Required tasks
[a] Do these statements agree with the Markov weather exercise? For each, answer yes or no and quote the deciding words. (i) Each city gets 100 simulated predictions. (ii) The weather probabilities come from real observations. (iii) Boston's current weather is listed as snowy.
[b] In the Markov weather exercise, what does `predict_weather_in_x_days` raise when `x` is less than 1?
[c] Can you write what comes next in the Markov weather exercise, picking up after its final line?

Text
|---|

Now that we have our `Markov` iterator, we can try to predict what the weather will be like in seven days from now.

Given each city's current weather in the dictionary `city_weather` (see below), simulate what the weather will be like in 7 days from now.  Rather than just producing one prediction per city, simulate 100 such predictions per city and store the most commonly occuring prediction.

In your submission, print a dictionary `city_weather_predictions` that has each city as a key and the most commonly predicted weather as the corresponding value.

**Note**: Don't worry if your values don't seem to make intuitive sense.  We made up the weather probabilities.

In [4]:
def predict_weather_in_x_days (markov, x):
    """Returns expected weather in x days by iterating over markov object x
    times.
    """
    if x < 1:
        raise ValueError('x must be >= 1')
    day = 0
    for weather in markov:
        day += 1
        if day == x:
            return weather


def most_common (lst):
    """Returns most common item in list. From stackoverflow.com"""
    return max(set(lst), key=lst.count)


# Init Markov object.
markov = Markov()
data = np.genfromtxt(r'weather.csv', delimiter=',')
markov.load_data(data)

city_weather = {
    'New York':'rainy',
    'Chicago':'snowy',
    'Seattle':'rainy',
    'Boston':'hailing',
    'Miami':'windy',
    'Los Angeles':'cloudy',
    'San Fransisco':'windy'
    }

# Create dict to store simulation results.

|---|

Bounding box data excerpts:
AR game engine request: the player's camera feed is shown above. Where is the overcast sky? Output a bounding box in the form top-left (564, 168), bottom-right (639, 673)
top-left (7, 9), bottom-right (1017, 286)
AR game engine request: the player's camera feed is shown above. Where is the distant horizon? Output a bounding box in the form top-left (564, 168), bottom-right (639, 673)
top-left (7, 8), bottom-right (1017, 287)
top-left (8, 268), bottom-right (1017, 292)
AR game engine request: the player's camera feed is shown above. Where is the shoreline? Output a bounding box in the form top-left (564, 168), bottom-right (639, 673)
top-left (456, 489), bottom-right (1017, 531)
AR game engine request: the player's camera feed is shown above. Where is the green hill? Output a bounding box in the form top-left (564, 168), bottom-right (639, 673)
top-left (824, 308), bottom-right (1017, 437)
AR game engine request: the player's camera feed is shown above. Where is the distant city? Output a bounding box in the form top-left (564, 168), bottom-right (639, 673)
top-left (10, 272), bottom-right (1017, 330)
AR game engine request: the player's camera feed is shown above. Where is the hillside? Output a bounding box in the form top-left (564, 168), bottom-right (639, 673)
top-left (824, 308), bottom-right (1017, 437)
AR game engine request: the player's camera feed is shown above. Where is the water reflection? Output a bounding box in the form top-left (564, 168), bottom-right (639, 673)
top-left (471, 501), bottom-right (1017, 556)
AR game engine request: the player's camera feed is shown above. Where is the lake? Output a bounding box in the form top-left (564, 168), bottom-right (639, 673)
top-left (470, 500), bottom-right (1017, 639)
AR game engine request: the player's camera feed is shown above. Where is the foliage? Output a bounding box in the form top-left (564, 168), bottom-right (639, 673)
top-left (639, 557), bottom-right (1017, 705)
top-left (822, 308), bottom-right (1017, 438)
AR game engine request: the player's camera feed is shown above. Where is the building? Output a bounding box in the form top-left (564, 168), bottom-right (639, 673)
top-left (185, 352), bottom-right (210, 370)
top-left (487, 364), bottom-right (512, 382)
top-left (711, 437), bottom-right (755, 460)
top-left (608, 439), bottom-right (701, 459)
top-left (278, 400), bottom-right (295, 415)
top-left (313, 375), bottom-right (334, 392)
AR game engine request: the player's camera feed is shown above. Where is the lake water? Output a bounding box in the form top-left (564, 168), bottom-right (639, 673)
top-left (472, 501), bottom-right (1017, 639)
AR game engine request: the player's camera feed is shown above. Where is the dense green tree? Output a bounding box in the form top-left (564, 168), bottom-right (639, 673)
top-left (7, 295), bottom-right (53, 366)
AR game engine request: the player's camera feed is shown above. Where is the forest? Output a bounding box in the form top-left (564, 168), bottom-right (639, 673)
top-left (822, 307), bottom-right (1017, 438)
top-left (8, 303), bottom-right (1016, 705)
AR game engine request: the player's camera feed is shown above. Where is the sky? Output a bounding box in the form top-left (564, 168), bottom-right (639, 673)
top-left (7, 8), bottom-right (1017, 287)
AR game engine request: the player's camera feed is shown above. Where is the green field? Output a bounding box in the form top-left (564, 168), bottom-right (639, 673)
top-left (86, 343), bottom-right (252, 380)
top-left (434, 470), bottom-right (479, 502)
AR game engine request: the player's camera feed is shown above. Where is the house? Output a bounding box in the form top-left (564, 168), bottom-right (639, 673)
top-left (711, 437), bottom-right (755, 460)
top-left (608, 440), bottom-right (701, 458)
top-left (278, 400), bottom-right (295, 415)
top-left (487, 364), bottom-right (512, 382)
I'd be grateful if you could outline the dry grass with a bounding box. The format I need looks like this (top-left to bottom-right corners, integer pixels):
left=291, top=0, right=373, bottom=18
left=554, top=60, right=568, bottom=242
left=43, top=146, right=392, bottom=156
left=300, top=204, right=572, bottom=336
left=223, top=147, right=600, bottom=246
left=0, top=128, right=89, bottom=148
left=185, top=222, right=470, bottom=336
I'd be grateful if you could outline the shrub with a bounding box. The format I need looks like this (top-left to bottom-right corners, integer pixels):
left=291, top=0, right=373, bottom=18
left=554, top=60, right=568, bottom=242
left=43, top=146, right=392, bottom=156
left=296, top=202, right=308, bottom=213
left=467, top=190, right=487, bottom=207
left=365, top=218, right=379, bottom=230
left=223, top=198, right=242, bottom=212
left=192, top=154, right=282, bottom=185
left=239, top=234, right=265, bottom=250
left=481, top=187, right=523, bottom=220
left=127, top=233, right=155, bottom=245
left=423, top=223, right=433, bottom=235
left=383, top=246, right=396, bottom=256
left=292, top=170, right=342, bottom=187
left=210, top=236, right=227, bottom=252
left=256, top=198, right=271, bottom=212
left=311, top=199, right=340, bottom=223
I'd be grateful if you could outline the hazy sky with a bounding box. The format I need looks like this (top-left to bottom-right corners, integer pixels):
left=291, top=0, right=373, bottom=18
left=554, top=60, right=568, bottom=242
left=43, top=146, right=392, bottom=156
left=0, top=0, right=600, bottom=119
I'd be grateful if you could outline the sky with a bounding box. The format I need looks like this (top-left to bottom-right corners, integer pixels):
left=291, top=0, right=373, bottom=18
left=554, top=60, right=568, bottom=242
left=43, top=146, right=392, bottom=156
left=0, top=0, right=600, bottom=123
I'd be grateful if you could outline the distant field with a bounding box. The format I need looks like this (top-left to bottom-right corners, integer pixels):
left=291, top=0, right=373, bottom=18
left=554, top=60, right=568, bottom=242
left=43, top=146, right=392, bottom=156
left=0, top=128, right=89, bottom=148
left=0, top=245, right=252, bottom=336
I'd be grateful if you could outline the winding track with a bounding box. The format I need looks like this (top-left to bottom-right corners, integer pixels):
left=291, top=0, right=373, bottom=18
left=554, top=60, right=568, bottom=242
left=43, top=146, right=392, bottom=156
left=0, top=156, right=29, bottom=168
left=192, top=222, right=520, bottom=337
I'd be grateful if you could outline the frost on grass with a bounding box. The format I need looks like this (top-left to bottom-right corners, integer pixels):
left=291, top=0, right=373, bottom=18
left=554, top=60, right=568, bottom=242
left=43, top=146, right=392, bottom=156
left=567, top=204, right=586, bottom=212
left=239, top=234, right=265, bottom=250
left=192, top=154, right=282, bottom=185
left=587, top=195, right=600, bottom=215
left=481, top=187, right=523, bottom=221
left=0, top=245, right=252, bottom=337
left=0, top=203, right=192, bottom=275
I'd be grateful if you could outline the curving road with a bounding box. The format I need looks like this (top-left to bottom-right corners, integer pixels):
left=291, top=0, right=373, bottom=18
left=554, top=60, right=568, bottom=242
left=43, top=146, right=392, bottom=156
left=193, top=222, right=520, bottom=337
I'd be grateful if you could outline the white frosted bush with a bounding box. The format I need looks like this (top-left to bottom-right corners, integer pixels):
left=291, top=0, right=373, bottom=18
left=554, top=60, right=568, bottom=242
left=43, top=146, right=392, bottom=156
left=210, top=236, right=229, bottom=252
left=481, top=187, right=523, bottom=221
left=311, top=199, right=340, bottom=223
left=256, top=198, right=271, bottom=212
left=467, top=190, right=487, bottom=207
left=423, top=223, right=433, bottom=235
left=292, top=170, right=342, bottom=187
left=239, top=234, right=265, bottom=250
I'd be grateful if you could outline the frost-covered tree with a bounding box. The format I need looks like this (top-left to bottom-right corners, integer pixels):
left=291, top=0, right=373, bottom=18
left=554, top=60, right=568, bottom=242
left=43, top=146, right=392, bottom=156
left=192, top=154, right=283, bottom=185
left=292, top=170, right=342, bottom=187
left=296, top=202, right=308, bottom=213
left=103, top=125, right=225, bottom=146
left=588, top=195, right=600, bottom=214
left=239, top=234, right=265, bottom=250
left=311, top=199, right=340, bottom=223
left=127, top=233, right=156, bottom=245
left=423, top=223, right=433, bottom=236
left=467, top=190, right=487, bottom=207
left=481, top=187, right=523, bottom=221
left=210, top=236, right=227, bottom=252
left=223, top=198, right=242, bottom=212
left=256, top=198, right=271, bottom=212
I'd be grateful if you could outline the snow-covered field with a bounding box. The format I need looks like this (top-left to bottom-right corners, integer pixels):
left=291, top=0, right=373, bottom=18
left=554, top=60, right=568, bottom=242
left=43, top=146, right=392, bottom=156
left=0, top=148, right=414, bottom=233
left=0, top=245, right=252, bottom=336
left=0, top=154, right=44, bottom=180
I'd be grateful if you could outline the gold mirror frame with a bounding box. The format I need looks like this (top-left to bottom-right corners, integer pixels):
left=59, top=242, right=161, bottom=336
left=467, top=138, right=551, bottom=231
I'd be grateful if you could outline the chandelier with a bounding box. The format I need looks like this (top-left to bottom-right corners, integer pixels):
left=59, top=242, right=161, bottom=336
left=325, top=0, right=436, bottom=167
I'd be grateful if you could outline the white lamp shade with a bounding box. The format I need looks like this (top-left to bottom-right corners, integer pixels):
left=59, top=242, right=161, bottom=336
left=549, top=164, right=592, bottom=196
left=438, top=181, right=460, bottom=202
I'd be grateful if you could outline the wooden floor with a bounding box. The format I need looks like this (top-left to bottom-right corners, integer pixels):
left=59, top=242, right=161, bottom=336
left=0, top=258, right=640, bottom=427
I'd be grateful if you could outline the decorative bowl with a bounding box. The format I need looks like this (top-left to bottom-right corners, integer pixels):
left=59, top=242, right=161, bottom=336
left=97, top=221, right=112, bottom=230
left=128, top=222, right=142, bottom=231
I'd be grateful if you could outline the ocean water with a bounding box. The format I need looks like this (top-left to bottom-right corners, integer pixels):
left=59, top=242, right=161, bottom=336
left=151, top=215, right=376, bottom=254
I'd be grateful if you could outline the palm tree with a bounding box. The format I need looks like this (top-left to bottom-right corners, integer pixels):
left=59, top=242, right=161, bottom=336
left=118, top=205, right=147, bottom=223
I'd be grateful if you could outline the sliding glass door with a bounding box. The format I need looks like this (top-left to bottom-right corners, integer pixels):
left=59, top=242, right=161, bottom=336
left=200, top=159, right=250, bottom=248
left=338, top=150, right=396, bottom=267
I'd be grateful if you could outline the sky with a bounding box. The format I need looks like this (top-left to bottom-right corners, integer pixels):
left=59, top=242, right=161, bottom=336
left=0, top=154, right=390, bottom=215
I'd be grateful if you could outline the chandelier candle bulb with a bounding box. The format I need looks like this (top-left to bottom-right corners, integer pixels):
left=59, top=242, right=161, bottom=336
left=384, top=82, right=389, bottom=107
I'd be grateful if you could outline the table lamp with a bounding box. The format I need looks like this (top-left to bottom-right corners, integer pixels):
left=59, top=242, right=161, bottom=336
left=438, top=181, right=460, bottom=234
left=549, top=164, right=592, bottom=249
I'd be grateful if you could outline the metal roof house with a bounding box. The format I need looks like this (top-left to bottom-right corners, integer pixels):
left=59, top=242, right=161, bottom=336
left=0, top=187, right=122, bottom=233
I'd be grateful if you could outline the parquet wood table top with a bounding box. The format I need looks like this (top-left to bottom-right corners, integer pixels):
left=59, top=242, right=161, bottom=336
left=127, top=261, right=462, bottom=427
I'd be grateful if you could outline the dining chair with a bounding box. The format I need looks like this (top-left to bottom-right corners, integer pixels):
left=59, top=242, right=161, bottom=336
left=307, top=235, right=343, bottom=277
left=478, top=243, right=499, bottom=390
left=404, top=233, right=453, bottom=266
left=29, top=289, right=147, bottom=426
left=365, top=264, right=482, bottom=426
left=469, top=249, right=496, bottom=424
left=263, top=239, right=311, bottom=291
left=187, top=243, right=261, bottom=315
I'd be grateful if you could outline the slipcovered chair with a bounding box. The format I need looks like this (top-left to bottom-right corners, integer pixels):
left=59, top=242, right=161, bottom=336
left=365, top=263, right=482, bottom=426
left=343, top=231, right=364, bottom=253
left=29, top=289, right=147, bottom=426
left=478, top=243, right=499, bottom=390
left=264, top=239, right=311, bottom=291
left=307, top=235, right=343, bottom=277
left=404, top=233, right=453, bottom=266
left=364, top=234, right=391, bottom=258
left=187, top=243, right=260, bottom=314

|---|

Exercise answers
[a] (i) Yes: "simulate 100 such predictions per city". (ii) No: "We made up the weather probabilities." (iii) No: "'Boston':'hailing'"

[b] A `ValueError` with the message 'x must be >= 1'.

[c]
city_weather_sim = {}
for city in city_weather:
    city_weather_sim[city] = []

# Run 100 simulations of forecasting weather in 7 days.
fcst_days = 7
for i in range(100):
    for city, init_weather in city_weather.items():
        markov.current_weather = init_weather
        prediction = predict_weather_in_x_days(markov, fcst_days)
        city_weather_sim[city].append(prediction)

# Create dict to store most common forecast for each city.
city_weather_predictions = {}
for city, simulations in city_weather_sim.items():
    city_weather_predictions[city] = most_common(simulations)

print('Weather predictions:')
print(city_weather_predictions)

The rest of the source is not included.